- [Brief] Convert the lines of the data below into a JSON list of strings, one string per line and blank lines omitted, starting with the line that contains "Can you spot the woman's fingers" and going on through the last line of the data.

━━━━━━

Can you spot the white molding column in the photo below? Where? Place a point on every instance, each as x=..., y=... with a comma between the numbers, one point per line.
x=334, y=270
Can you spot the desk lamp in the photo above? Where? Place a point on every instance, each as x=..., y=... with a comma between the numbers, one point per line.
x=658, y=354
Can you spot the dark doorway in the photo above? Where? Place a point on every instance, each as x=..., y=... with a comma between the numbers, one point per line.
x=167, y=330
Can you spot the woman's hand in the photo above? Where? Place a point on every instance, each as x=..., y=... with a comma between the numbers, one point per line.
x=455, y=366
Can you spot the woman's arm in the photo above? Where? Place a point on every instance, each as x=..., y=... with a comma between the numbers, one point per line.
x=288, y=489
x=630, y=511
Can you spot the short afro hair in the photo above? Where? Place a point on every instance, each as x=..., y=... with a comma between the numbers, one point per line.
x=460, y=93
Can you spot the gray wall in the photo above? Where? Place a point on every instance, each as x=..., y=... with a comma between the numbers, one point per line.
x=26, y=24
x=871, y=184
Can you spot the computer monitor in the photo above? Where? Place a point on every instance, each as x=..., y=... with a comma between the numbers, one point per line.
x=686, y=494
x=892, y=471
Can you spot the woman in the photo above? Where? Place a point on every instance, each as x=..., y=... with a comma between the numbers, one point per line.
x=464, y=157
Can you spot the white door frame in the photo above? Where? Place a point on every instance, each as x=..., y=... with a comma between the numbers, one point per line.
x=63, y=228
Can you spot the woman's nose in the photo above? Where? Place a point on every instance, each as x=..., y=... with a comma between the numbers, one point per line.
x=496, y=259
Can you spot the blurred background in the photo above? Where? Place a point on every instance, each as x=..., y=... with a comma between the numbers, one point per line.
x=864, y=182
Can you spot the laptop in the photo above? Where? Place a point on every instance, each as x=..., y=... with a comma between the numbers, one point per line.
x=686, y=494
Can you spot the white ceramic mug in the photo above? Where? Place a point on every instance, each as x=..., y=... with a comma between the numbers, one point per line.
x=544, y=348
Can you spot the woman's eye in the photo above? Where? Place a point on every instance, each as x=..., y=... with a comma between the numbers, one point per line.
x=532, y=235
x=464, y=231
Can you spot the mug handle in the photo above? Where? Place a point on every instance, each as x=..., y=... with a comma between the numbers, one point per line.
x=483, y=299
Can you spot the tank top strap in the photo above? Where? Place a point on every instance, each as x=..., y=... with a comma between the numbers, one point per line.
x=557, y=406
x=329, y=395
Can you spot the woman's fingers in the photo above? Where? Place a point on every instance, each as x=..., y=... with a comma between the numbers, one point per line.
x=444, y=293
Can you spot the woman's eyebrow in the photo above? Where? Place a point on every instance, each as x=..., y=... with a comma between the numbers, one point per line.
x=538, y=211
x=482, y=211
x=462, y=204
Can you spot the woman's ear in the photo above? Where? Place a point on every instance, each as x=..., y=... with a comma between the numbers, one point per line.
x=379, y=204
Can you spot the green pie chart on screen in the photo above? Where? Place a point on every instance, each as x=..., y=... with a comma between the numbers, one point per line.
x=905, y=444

━━━━━━

- [Written reply]
[
  "Can you spot the woman's fingers in the photo above? Where? Place a point on every instance, each as x=..., y=... with a comma between the numbers, one point per line.",
  "x=444, y=293",
  "Can you spot the woman's eyebrow in the photo above? Where? Place a point on every instance, each as x=..., y=... with a comma between the numbers, one point per line.",
  "x=538, y=211",
  "x=482, y=211",
  "x=462, y=204",
  "Can you spot the woman's ear in the photo above? Where? Place a point on every instance, each as x=..., y=... with a comma between the numbers, one point per line.",
  "x=379, y=204",
  "Can you spot the green pie chart on screen in the photo above? Where? Place a point on every instance, each as x=..., y=... with a comma between the numbers, one point per line.",
  "x=905, y=444"
]